Go through the material below, find each line with the word "plate", and copy those lines.
##########
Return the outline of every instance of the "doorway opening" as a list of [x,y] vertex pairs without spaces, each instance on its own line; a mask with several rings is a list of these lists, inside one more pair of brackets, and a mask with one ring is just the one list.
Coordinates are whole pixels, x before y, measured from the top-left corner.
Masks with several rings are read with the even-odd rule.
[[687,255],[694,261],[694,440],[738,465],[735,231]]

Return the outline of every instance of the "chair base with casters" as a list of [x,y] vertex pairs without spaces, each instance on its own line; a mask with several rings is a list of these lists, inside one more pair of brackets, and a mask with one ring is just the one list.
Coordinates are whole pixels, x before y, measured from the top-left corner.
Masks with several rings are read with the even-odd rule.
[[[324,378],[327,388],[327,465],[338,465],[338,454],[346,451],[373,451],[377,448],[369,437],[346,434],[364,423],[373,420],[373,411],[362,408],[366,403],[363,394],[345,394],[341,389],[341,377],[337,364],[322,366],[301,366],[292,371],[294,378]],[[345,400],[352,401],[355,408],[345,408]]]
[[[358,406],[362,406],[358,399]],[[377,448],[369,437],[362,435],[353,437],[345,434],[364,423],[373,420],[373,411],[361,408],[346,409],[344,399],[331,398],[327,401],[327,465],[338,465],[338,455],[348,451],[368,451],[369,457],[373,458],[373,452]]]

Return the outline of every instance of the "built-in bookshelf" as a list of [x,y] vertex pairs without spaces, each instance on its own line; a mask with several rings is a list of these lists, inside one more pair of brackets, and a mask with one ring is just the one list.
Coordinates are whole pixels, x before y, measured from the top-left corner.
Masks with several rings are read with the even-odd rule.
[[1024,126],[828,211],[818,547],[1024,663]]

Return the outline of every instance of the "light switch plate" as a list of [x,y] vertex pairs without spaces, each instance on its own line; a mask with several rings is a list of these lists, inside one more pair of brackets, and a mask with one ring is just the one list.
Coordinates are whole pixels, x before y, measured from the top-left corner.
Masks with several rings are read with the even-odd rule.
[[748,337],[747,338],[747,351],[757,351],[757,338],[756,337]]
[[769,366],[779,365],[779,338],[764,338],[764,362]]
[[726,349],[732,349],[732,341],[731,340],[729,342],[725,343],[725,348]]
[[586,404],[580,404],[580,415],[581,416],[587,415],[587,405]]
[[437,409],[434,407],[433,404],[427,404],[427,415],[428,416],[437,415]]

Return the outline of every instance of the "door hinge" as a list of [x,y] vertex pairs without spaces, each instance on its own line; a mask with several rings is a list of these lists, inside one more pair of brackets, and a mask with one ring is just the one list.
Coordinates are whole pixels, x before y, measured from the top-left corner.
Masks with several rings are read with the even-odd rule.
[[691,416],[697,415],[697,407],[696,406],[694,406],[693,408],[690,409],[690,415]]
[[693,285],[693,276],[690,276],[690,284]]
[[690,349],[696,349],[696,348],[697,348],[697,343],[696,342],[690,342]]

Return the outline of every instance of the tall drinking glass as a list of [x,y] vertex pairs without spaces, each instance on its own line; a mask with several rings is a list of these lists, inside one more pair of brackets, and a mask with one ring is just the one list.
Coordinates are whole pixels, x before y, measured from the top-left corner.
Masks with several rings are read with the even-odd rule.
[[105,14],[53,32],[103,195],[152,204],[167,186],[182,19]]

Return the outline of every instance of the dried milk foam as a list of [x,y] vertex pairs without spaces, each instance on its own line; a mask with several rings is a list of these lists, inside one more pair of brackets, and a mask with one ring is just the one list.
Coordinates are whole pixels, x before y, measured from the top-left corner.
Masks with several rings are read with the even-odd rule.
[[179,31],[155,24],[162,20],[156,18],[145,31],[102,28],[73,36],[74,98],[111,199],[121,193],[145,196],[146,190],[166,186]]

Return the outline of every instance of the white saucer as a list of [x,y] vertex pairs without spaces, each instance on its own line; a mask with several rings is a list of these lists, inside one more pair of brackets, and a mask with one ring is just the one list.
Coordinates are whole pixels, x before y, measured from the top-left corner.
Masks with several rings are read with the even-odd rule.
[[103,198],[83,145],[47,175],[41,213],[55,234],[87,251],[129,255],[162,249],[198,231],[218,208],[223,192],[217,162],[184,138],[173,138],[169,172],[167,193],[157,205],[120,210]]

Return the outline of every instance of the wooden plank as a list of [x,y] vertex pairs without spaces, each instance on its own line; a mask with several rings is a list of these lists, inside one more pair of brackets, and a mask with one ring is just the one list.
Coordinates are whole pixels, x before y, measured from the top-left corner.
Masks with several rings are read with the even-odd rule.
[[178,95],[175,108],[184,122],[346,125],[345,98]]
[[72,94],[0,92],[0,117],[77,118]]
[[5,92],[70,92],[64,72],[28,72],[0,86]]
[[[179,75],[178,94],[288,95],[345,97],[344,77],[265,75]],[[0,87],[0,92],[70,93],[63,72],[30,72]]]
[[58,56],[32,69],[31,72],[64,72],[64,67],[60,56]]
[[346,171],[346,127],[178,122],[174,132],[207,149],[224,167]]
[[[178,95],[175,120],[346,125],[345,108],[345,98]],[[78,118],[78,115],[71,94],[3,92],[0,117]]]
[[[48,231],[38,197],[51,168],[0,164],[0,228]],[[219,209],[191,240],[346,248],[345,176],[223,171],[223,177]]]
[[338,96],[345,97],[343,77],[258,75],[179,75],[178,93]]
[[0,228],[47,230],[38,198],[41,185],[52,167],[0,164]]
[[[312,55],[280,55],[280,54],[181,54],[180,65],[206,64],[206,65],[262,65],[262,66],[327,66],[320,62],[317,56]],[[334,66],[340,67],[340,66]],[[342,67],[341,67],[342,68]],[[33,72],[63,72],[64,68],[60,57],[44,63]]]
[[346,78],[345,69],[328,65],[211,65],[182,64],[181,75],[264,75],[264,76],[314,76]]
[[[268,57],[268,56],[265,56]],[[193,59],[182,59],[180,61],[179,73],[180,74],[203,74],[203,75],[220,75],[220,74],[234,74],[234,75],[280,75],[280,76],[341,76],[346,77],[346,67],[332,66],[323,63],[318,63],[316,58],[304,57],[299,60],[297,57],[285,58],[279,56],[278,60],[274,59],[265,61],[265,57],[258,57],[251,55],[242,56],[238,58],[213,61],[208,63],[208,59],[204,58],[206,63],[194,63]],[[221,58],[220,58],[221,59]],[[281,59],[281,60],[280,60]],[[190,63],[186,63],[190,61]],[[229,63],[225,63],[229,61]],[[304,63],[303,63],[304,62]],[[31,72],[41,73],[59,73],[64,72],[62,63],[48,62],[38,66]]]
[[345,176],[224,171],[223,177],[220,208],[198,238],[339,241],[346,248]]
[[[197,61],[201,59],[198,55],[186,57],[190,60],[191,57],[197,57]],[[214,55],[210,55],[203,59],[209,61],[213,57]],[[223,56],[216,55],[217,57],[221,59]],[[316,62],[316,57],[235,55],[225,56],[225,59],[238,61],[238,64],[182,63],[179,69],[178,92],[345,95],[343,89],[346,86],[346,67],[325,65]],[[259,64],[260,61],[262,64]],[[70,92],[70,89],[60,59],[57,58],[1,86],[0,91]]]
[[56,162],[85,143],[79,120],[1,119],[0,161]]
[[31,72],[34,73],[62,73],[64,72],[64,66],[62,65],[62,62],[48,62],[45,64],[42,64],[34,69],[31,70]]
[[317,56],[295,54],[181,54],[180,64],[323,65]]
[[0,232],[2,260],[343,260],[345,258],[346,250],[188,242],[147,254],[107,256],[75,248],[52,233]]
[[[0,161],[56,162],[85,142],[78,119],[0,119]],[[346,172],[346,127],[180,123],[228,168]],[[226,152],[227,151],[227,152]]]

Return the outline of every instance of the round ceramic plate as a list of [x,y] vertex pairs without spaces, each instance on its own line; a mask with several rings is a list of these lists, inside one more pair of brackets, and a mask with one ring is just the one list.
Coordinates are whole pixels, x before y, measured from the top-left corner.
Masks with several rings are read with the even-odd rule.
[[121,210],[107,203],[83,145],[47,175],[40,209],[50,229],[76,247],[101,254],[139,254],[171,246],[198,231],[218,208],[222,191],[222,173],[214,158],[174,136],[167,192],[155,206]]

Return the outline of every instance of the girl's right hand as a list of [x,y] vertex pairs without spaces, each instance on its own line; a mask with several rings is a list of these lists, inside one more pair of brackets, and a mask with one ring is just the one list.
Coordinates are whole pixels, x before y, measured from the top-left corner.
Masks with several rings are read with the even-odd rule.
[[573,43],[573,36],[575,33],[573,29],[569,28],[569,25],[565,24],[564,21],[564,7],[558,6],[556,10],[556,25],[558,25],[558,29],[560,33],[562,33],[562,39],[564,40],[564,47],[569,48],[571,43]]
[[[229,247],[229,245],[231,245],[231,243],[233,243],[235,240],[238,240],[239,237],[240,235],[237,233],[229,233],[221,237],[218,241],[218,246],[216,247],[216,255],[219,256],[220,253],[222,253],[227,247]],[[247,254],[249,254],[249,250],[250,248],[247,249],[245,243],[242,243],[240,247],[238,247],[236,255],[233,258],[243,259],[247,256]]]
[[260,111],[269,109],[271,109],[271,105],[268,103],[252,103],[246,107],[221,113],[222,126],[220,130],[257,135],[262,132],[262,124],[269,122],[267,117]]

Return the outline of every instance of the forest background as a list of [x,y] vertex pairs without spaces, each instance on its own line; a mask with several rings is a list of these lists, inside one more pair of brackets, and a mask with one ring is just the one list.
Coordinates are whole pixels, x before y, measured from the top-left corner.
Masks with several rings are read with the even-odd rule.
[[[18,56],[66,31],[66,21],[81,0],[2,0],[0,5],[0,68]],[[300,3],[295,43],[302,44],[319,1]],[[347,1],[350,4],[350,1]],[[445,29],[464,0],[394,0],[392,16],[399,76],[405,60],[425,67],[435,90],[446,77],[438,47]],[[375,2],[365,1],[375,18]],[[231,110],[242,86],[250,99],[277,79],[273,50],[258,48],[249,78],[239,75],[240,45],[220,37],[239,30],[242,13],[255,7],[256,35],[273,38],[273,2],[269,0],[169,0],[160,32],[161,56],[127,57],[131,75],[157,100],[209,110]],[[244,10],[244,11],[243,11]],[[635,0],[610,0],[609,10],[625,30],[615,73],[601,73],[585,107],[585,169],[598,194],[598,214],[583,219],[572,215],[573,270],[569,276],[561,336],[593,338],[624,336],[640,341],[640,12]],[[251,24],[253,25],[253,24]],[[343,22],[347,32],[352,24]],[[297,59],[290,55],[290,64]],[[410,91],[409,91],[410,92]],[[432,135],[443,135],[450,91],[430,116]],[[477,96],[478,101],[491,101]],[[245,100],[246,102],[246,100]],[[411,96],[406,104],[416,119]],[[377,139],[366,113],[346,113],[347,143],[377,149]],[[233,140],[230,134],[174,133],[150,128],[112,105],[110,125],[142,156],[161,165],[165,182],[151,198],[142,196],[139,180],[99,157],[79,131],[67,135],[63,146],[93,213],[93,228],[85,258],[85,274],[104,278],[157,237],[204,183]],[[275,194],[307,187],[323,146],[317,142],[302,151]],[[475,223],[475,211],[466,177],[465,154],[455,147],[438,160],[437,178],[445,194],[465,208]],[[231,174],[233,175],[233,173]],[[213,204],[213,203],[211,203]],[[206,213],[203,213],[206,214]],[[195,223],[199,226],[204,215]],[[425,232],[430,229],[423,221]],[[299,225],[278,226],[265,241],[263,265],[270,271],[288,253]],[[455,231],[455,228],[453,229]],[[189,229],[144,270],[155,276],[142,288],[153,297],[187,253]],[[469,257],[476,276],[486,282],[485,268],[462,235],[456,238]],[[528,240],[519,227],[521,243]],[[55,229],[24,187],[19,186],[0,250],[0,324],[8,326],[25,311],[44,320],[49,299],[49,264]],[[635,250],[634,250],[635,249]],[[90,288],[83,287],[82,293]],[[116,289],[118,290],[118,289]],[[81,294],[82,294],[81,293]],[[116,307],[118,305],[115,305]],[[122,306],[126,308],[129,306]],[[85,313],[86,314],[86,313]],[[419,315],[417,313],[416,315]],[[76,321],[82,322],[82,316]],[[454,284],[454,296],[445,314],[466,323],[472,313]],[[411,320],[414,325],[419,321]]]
##########
> Result of this exercise
Return the outline of every instance of the "light switch plate" as a list of [x,y] vertex pairs without spaces, each instance on its own line; a mask with several rings is a list of these lists, inside one more pair of brackets, and a mask with one ring is just the one list.
Return the outline of every instance of the round ceramic plate as a list of [x,y] vertex pairs without spaces, each instance on its own line; a mask with several rings is a list of these lists, inside one more pair of brackets, and a mask with one ring is just the one list.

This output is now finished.